## Problem statement
From the line containing "find guitar sound" down to the last line of the material, return those lines verbatim and only those.

## Data for this exercise
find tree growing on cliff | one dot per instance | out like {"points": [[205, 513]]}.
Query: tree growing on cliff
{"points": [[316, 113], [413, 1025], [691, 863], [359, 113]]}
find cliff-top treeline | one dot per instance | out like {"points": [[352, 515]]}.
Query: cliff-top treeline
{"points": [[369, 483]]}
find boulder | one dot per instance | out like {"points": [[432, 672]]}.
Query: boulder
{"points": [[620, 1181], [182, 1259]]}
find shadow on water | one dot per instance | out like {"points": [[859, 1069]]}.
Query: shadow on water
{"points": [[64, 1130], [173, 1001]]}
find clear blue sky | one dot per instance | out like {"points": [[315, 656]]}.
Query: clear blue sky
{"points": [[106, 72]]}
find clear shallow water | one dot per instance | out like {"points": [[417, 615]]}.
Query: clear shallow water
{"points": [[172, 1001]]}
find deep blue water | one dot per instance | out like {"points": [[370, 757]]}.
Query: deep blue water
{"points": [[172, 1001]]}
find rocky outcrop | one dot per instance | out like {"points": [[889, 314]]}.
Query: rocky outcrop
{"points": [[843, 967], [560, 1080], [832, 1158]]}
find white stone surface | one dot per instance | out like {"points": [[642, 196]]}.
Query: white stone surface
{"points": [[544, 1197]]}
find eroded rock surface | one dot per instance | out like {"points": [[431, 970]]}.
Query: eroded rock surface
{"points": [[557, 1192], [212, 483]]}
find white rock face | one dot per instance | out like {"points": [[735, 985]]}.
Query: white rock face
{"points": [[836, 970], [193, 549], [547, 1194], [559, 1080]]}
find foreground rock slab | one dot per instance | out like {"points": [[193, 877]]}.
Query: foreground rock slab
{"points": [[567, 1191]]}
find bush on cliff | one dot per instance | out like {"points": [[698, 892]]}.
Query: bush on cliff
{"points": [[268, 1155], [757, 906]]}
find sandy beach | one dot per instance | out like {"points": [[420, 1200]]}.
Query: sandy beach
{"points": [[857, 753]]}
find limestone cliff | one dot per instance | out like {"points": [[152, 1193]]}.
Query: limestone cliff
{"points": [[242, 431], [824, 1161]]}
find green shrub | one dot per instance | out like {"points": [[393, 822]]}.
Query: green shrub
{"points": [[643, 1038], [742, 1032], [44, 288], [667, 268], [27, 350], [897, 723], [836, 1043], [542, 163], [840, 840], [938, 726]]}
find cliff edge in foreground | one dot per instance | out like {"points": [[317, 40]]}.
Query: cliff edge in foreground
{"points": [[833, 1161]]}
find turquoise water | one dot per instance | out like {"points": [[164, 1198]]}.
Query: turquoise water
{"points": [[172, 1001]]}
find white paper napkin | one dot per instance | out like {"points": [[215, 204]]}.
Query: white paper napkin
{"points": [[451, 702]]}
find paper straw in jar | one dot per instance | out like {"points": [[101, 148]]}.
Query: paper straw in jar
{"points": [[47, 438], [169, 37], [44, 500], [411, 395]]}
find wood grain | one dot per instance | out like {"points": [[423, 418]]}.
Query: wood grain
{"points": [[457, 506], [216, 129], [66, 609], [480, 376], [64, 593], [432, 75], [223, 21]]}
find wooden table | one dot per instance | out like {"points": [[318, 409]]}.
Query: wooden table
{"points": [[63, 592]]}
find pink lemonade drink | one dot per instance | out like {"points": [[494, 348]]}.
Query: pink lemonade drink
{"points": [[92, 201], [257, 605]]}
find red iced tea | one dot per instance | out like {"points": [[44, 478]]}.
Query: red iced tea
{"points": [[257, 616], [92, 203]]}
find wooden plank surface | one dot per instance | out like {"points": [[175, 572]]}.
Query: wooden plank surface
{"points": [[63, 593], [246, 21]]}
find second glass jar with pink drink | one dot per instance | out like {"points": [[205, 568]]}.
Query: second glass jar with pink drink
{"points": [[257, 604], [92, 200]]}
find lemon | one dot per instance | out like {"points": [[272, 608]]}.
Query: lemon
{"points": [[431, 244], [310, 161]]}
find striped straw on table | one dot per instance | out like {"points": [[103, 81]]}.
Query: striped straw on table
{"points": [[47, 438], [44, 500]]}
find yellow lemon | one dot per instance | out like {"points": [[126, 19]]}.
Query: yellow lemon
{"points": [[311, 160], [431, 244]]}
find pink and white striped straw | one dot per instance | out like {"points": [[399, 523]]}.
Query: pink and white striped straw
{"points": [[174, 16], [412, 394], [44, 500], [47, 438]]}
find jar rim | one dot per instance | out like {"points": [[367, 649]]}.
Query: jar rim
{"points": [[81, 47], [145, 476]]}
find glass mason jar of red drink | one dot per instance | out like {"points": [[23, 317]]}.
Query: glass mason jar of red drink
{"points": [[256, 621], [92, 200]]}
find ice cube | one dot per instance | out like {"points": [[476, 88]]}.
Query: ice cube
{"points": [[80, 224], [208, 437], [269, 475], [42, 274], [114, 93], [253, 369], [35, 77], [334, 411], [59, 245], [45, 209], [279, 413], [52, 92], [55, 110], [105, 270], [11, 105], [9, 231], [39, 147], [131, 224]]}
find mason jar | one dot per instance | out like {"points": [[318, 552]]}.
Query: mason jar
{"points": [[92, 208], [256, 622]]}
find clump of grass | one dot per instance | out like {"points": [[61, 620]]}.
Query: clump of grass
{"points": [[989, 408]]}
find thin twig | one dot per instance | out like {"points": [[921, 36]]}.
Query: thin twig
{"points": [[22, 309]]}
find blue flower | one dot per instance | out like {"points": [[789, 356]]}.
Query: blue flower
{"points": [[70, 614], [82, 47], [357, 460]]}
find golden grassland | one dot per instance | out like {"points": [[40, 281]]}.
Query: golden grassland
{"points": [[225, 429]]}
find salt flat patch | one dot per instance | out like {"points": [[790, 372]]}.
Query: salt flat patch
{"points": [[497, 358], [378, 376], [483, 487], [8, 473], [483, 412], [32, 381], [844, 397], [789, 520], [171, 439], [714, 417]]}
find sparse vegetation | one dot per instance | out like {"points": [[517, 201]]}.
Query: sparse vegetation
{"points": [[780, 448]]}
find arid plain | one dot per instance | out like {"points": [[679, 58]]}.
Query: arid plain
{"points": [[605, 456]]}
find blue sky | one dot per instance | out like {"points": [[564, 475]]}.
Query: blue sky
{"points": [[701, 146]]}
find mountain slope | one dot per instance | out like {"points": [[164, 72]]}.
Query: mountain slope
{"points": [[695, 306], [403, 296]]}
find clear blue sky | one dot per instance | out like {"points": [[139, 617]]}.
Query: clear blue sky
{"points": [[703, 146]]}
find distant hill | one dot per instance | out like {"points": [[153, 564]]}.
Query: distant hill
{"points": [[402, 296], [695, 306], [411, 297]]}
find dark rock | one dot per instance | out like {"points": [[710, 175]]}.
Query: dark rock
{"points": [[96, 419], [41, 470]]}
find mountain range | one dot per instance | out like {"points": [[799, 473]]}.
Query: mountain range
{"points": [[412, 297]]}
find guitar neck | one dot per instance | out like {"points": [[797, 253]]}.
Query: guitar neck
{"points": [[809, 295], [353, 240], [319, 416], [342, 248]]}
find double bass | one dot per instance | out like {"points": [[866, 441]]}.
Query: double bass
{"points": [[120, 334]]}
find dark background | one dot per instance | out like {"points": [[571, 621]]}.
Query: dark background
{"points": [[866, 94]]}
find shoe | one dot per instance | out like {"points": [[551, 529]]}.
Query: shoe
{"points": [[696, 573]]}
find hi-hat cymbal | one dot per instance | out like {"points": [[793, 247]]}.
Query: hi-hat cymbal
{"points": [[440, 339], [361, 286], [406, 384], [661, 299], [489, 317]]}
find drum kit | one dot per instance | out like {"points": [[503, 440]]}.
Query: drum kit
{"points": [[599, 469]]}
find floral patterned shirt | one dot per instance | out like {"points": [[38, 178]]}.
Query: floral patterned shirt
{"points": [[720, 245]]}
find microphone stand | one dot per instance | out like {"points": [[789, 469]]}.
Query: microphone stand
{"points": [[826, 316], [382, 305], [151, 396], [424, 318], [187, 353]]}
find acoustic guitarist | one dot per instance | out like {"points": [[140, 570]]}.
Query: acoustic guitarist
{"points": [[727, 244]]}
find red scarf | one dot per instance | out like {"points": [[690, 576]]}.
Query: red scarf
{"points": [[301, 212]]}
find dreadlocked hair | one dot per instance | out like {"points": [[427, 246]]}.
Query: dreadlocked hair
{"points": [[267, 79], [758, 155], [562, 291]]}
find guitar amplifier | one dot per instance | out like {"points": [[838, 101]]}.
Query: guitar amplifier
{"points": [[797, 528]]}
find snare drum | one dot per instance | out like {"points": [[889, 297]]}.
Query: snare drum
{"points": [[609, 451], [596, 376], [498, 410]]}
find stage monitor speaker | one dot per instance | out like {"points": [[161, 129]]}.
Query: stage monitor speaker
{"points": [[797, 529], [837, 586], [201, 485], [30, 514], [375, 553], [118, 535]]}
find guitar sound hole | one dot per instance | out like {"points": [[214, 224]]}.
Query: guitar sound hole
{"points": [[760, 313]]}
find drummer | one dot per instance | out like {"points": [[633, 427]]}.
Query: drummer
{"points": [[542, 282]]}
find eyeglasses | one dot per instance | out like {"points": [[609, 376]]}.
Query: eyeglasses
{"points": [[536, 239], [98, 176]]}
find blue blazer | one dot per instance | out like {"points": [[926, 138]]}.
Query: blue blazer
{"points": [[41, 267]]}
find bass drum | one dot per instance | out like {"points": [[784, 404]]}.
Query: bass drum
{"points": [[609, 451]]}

## Completed task
find guitar sound hole | one dot per instance | out like {"points": [[214, 224]]}.
Query: guitar sound hole
{"points": [[760, 313]]}
find drummer | one dot per instance | out like {"points": [[633, 427]]}.
Query: drummer
{"points": [[542, 282]]}
find eyeglasses | one dot per instance | out like {"points": [[609, 376]]}.
Query: eyeglasses
{"points": [[536, 239], [98, 176]]}
find blue blazer | one dot per instance | out like {"points": [[926, 138]]}.
Query: blue blazer
{"points": [[41, 267]]}
find bass drum | one dot per instance | out like {"points": [[784, 404]]}.
Query: bass drum
{"points": [[609, 451]]}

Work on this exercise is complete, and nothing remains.